* [EXERCISE DIRECTIONS]
Translate this sentence from the album review below into Spanish: "The effects pedals have been kept to a minimum with greater emphasis on song structure."

* [EXCERPT TO READ]
A new album by Adam Franklin hardly seems likely to cause a ripple in the modern rock scene. But those in the know would be aware of Franklin’s influential work with shoegaze/noise pop pioneers Swervedriver (which released four albums in the 90s). Those not in the know, will probably continue to believe that bands like Glasvegas, Asobi Seksu, Stars and the like emerged like Athena fully formed from the head of Zeus.

Since Swervedriver’s break-up, Franklin has been involved in several projects (including Toshack Highway and Magnetic Morning) before settling down as a solo artist. I Could Sleep For A Thousand Years is Franklin’s latest offering and if you dug Swervedriver’s exciting blend of trad rock values with the noise pop aesthetic, you will find much to savor here.

The effects pedals have been kept to a minimum with greater emphasis on song structure. Of course, the guitars let rip on Yesterday Has Gone Forever, I’ll Be Yr Mechanic, I Want You Now, Sinking Ships and the seven-minute Take Me To My Leader. However, for the rest of the album, the guitar atmospherics and ambience are utilized to embellish the songs. And there are good ones here e.g. She’s Closer Than I’ve Ever Been, Mary Gunn and Pink Floyd-evoking Lord Help Me Jesus, I’ve Wasted A Soul.

Basically essential for all 90s shoegaze fans.

* [PROVIDED DATA]
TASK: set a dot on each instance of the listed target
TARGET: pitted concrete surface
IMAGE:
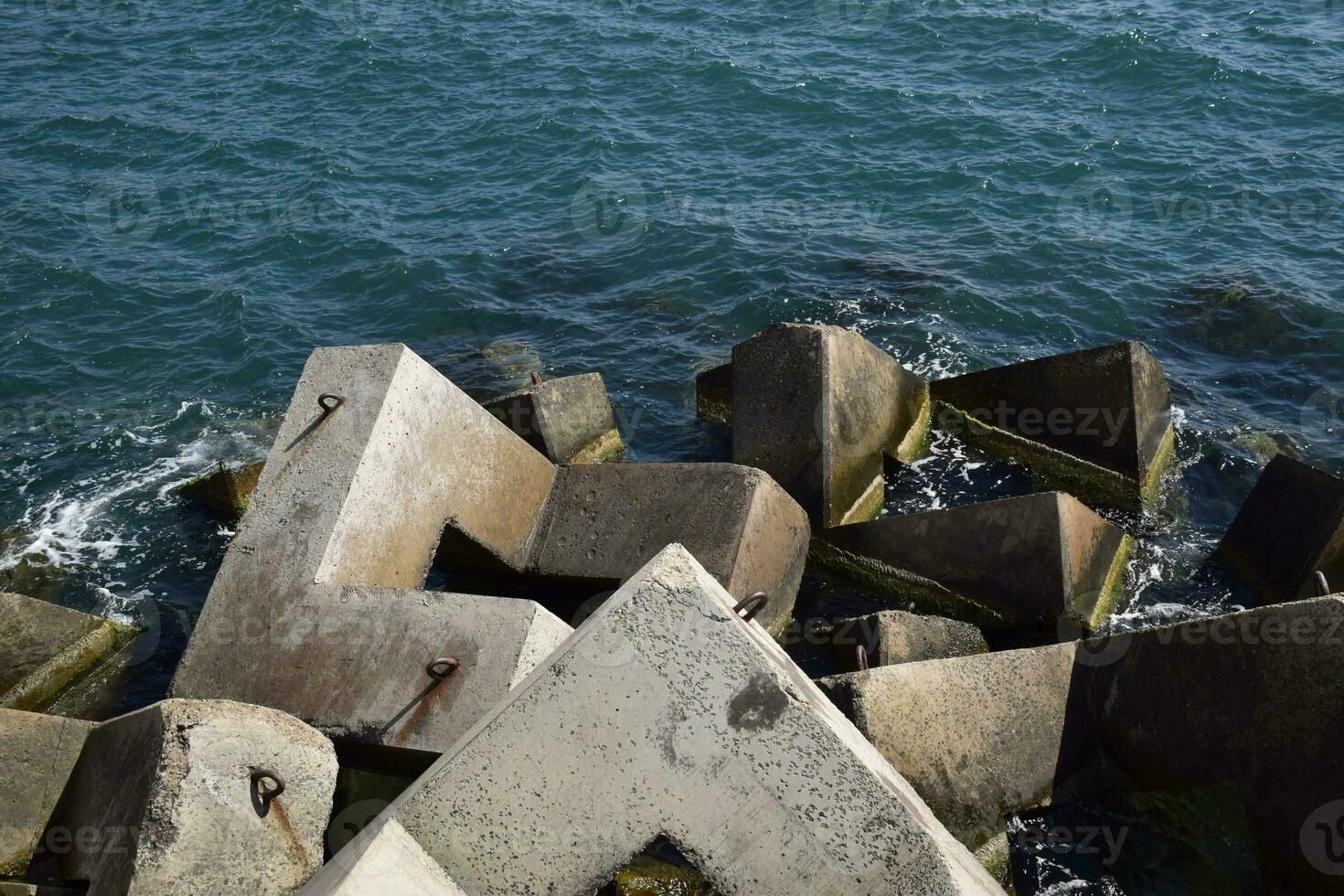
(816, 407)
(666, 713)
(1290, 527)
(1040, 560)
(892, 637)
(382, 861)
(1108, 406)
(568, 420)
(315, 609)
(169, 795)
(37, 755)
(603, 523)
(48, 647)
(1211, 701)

==

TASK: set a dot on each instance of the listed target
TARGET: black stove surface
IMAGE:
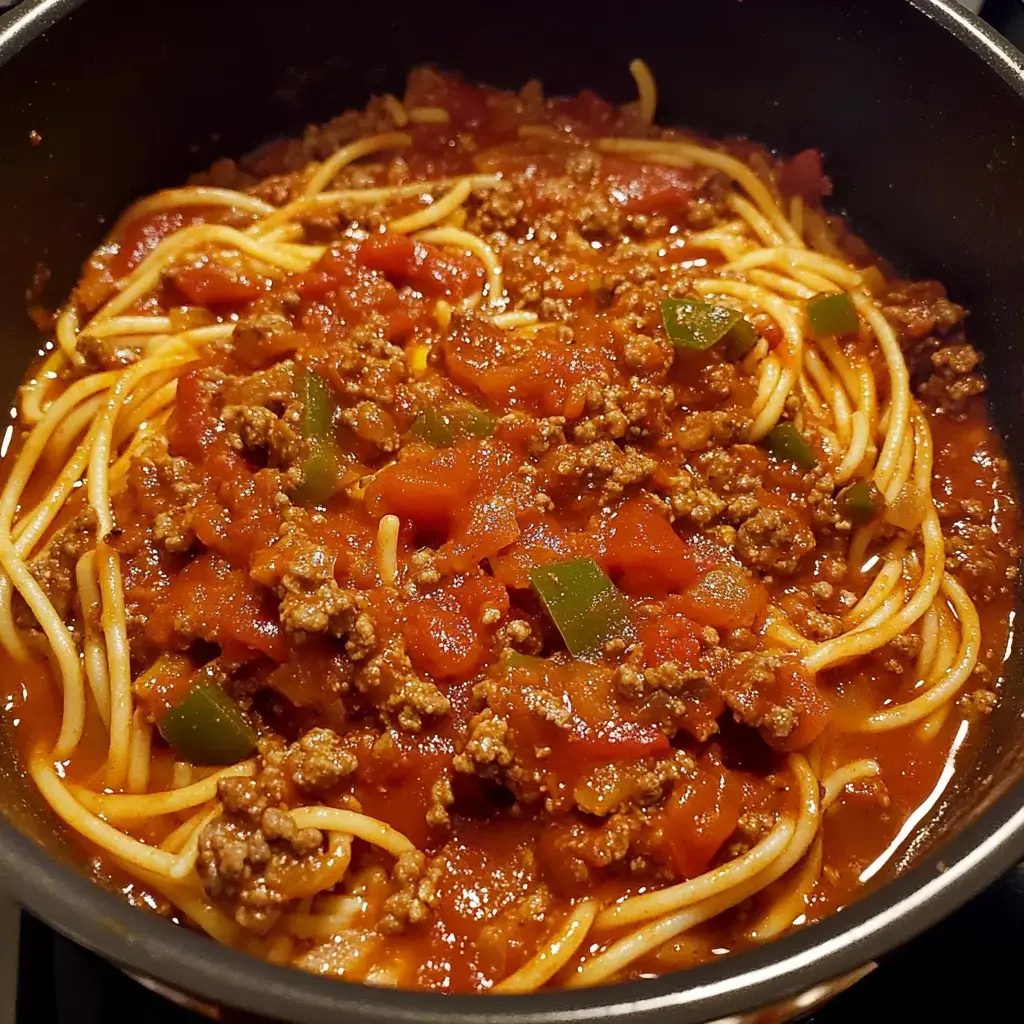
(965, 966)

---

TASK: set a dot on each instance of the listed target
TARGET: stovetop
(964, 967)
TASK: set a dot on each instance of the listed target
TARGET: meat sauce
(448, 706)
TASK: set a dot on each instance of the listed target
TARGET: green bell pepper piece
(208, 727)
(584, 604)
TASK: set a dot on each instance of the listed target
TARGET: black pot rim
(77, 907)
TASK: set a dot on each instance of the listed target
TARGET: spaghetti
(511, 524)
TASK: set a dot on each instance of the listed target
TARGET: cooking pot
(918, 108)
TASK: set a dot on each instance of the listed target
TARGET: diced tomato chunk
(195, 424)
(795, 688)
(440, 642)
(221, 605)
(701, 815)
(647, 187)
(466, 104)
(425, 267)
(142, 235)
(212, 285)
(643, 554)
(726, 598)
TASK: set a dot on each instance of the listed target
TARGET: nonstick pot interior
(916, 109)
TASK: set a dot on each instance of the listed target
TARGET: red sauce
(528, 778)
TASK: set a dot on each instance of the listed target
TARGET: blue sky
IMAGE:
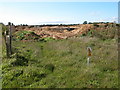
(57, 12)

* [TASK OUTPUT]
Los pedales de efectos se han reducido al mínimo, con mayor énfasis en la estructura de las canciones.